> **AIM OF THE TASK**
Report how many lines in the data include the string "each", and add nothing else.

> **INFORMATION SHOWN**
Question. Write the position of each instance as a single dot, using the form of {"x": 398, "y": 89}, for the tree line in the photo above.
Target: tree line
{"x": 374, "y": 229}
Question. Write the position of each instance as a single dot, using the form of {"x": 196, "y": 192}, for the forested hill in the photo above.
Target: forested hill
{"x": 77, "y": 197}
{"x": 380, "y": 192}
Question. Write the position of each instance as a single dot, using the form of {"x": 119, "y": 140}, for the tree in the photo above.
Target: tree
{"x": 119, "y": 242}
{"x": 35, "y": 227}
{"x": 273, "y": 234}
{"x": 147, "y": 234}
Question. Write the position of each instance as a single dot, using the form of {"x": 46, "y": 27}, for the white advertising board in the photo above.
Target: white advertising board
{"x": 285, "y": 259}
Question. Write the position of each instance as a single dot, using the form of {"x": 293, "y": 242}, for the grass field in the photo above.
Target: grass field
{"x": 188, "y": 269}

> **EXERCISE SOLUTION**
5